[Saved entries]
○ ○ ○ ○ ○ ○ ○

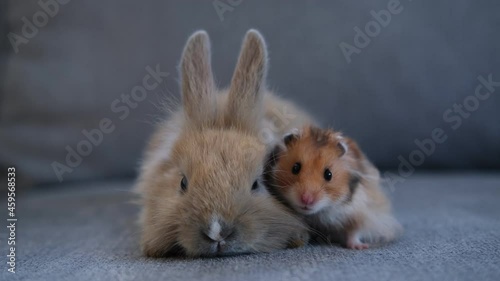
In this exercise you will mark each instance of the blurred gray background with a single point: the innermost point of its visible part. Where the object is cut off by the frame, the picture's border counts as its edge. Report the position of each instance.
(84, 56)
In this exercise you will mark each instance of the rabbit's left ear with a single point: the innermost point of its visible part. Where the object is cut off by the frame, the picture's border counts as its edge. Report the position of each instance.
(244, 107)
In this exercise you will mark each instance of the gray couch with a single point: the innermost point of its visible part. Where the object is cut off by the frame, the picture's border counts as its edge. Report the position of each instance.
(413, 89)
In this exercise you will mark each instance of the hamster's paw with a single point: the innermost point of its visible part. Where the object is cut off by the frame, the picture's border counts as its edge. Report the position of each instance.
(300, 240)
(354, 243)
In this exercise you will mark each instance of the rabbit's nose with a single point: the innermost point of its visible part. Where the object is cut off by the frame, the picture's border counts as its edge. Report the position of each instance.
(217, 232)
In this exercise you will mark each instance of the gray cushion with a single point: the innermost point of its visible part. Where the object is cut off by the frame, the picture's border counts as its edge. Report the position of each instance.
(88, 232)
(394, 91)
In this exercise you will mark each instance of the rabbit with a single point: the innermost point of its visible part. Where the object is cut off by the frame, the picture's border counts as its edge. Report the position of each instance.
(200, 179)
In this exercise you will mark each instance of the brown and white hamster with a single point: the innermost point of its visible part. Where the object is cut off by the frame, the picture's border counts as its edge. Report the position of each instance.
(326, 178)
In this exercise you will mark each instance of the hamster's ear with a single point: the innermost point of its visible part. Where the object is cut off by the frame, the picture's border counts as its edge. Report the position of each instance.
(291, 137)
(244, 107)
(342, 145)
(197, 82)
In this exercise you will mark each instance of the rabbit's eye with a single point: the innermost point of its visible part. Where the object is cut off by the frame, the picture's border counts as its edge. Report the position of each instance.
(327, 175)
(296, 168)
(184, 184)
(255, 185)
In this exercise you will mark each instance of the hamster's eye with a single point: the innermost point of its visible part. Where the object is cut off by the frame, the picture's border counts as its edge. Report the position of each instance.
(328, 175)
(255, 185)
(184, 184)
(296, 168)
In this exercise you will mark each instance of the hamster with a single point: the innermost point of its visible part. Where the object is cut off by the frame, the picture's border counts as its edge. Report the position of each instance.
(326, 178)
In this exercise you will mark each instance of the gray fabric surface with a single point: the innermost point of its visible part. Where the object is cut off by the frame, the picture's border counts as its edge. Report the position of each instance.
(395, 91)
(87, 232)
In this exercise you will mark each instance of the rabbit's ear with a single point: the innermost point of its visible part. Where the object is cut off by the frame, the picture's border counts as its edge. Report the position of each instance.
(244, 108)
(197, 84)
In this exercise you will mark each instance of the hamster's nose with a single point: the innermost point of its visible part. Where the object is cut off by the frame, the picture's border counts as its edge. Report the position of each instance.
(307, 199)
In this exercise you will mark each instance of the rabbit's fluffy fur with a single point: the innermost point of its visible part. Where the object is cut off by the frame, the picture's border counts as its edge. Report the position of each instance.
(218, 141)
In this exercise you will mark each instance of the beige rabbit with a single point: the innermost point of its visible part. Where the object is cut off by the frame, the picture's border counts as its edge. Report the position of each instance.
(200, 179)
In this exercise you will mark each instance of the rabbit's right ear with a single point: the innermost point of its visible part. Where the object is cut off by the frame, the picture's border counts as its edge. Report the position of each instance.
(197, 82)
(244, 107)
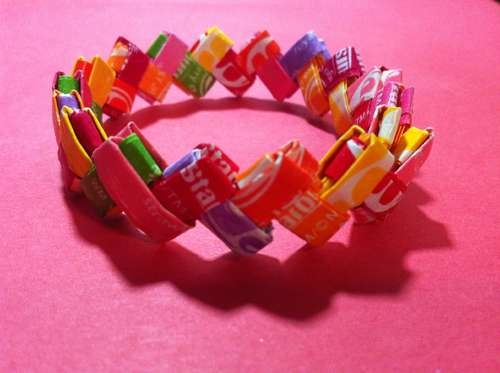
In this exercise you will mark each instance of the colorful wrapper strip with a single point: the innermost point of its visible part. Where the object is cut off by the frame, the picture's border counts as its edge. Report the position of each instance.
(366, 171)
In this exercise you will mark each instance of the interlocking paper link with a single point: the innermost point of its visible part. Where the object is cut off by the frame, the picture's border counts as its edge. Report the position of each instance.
(365, 172)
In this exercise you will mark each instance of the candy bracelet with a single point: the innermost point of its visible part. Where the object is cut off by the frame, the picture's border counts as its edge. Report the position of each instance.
(365, 172)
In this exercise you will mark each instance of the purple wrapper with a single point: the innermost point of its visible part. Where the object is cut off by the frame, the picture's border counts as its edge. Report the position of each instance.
(302, 52)
(237, 231)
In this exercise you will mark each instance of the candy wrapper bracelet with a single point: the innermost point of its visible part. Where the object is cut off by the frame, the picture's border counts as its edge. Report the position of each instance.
(365, 173)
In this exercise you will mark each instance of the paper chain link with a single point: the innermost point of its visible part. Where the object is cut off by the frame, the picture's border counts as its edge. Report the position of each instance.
(366, 171)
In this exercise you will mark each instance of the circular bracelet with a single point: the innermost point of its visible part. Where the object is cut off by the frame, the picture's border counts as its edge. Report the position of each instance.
(365, 172)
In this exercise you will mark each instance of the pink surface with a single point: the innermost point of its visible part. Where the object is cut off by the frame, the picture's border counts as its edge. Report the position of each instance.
(418, 293)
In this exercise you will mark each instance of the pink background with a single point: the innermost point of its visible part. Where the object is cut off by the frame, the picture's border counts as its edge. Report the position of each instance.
(418, 293)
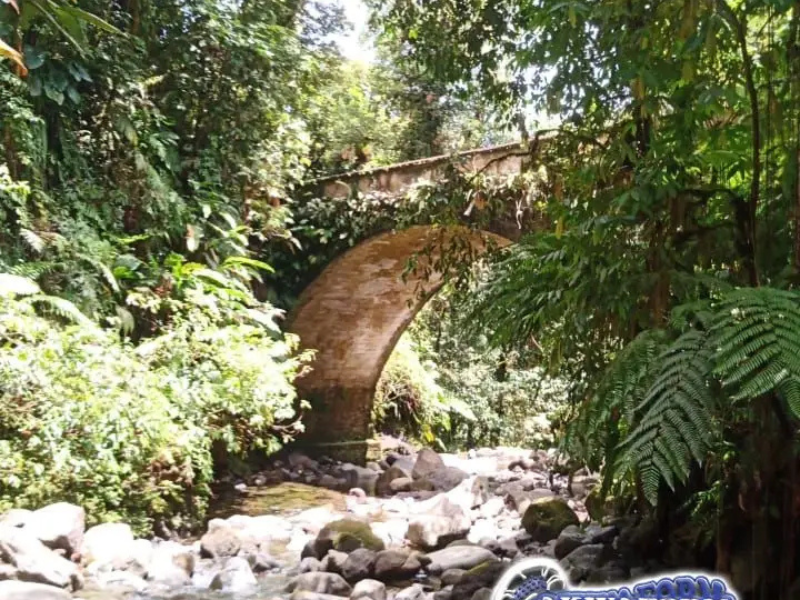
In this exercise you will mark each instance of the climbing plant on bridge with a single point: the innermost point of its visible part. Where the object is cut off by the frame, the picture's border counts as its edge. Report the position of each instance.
(324, 228)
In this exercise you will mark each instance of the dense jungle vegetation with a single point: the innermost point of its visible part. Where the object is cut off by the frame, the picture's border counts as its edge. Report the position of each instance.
(153, 229)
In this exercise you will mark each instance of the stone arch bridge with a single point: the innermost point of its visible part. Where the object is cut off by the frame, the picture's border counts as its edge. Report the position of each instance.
(354, 312)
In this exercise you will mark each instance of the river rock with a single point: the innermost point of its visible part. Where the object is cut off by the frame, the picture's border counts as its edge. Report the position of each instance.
(298, 460)
(59, 526)
(452, 576)
(394, 565)
(492, 508)
(442, 480)
(16, 517)
(33, 562)
(309, 564)
(482, 576)
(368, 589)
(361, 477)
(171, 565)
(412, 592)
(323, 583)
(427, 462)
(458, 557)
(25, 590)
(334, 561)
(482, 594)
(122, 581)
(346, 535)
(581, 561)
(359, 565)
(569, 539)
(308, 595)
(545, 518)
(442, 522)
(401, 484)
(236, 576)
(383, 483)
(108, 543)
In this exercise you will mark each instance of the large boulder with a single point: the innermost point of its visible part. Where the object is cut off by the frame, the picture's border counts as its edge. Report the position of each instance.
(59, 526)
(482, 576)
(383, 485)
(441, 480)
(361, 478)
(171, 564)
(427, 462)
(360, 564)
(545, 518)
(569, 539)
(221, 542)
(346, 535)
(459, 557)
(442, 522)
(322, 583)
(108, 543)
(32, 561)
(24, 590)
(368, 589)
(581, 561)
(396, 565)
(236, 576)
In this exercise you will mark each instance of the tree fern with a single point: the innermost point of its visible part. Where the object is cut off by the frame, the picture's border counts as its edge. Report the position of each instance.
(756, 336)
(597, 429)
(675, 426)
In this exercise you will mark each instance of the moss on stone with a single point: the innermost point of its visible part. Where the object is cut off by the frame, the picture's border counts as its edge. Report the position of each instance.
(346, 535)
(545, 518)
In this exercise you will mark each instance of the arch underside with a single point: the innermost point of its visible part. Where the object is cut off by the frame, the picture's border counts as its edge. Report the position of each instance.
(353, 314)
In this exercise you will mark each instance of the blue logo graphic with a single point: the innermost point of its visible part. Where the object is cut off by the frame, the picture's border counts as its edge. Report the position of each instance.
(544, 579)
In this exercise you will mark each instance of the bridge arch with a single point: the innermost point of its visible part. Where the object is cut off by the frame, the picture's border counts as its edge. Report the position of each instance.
(353, 315)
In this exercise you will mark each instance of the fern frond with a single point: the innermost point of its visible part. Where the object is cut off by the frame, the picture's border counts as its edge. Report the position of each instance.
(674, 426)
(756, 334)
(62, 308)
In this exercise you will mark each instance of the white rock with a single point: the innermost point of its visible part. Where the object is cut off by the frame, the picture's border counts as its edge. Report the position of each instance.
(413, 592)
(235, 577)
(108, 543)
(369, 589)
(35, 562)
(23, 590)
(59, 526)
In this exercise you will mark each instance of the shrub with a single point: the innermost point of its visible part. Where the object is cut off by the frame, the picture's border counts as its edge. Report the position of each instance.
(127, 431)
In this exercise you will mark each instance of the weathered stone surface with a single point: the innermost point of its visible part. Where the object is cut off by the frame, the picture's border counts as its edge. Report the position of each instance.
(323, 583)
(383, 485)
(24, 590)
(108, 543)
(34, 562)
(221, 542)
(368, 589)
(569, 539)
(545, 518)
(412, 592)
(459, 557)
(236, 576)
(346, 535)
(427, 462)
(393, 565)
(441, 522)
(482, 576)
(583, 559)
(360, 564)
(309, 564)
(59, 526)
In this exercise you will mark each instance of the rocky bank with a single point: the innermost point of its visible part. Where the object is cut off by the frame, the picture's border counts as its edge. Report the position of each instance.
(416, 526)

○ ○ ○ ○ ○ ○ ○

Only one span of lines is wanted: the line with "In this exercise you will mark each instance of the bridge" and every line after it to the end of the entries, output exactly.

◆ Task output ◆
In this exercise you will mark each instance of the bridge arch with a single point: the innermost point of its visible part. Where the object is cut off by the frame, the picture's border counts as its edge. Report the position of each instance.
(353, 315)
In this exercise you will mark each instance of the fern frond with a single point: the innermost point of its visible part. Where the object is cut off by the frame, the picture's border counts as its edge. Report the position of each instance.
(674, 426)
(756, 334)
(62, 308)
In this exercise you will mark each instance of the white rock with a single point: the innermost point of its visible part. Where the object is cut off by the frame, the picture's border counts as its edge. Report the position of each instance.
(413, 592)
(235, 577)
(108, 543)
(369, 589)
(35, 562)
(23, 590)
(59, 526)
In this exercise you will mark each instance of the shrub with a single point: the innermost point of its visible part. Where the object is cut off by the frame, the picture's border counts as its edge. Report the position of each instance.
(127, 431)
In this exercise you will mark each instance of the weathered stone surface with a single point: the innermost point of its visible part. Where the object is cut off by the frame, the picture's border counts as its edge. Report the position of each instance.
(323, 583)
(383, 485)
(24, 590)
(108, 543)
(34, 562)
(221, 542)
(368, 589)
(569, 539)
(545, 518)
(412, 592)
(459, 557)
(236, 576)
(346, 535)
(427, 462)
(393, 565)
(441, 522)
(482, 576)
(583, 559)
(360, 564)
(309, 564)
(59, 526)
In this exercise you will mark each instance of the rocky bank with a single point: the innermost point of its visible part. Where the object is cut off by the frame, the picture's border counts as its edge. Report the position of each instance.
(416, 526)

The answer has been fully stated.